4. Don’t crowd out your button
The call-to-action button shouldn’t have to compete with too much copy. It should be very prominent on the page and steal the attention of your visitors.
Once you have your website up, visitors will flow to your site in one of three ways:
- Organic searches (e.g. Google),
- Referral traffic (most likely from yourself or from other places on the internet that link to your site, e.g. Facebook)
- Paid media (e.g. advertisements on Google or third party websites)
While having a website to guide prospective clients to will increase your perceived authority and lead to an increase in business, having a strong organic presence and profitable digital advertising strategy is what will truly grow your online business.
It’s no easy feat to get sustainable paid and organic traffic to your website. Having a solid, workable grasp of search engine optimization (SEO) and digital pay-per-click advertising (PPC) will allow you to influence and manipulate traffic flow to your benefit. These tools can seem daunting to the uninitiated, but fortunately for loan officers here at Total Mortgage, we have a team of in-house specialists that manage these traffic-drivers for you. With countless hours under our belt, we know what it takes to craft a winning strategy that will help your site stand above the rest.
- - -
GOAL OF THE EXERCISE ▸
Quote the passage on website traffic word for word, starting at "It’s no easy" and ending at "above the rest.".

DATASET EXCERPT ▸
- - -
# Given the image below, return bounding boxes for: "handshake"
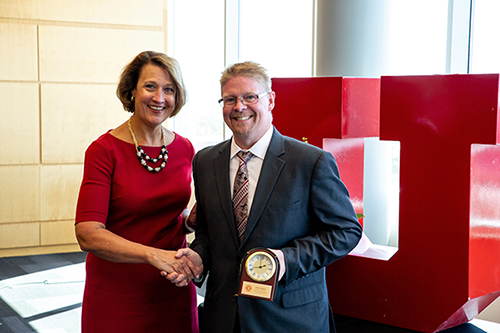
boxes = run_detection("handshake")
- - -
ANSWER FOR THE TASK ▸
It’s no easy feat to get sustainable paid and organic traffic to your website. Having a solid, workable grasp of search engine optimization (SEO) and digital pay-per-click advertising (PPC) will allow you to influence and manipulate traffic flow to your benefit. These tools can seem daunting to the uninitiated, but fortunately for loan officers here at Total Mortgage, we have a team of in-house specialists that manage these traffic-drivers for you. With countless hours under our belt, we know what it takes to craft a winning strategy that will help your site stand above the rest.